## Records for this exercise
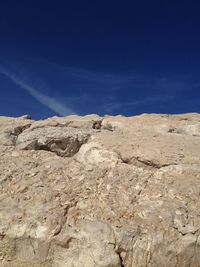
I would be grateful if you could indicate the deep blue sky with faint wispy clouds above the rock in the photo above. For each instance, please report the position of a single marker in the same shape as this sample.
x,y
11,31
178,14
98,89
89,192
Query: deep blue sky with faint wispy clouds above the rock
x,y
105,57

## Task to carry out
Without the pictures, print all of the records exactly.

## Answer to this exercise
I would be grateful if you could indicate the deep blue sky with faint wispy clouds above the rock in the photo above. For each instance, please report the position of a single marker in the same shape as this sample.
x,y
11,31
178,14
98,89
89,192
Query: deep blue sky with faint wispy clouds above the rock
x,y
105,57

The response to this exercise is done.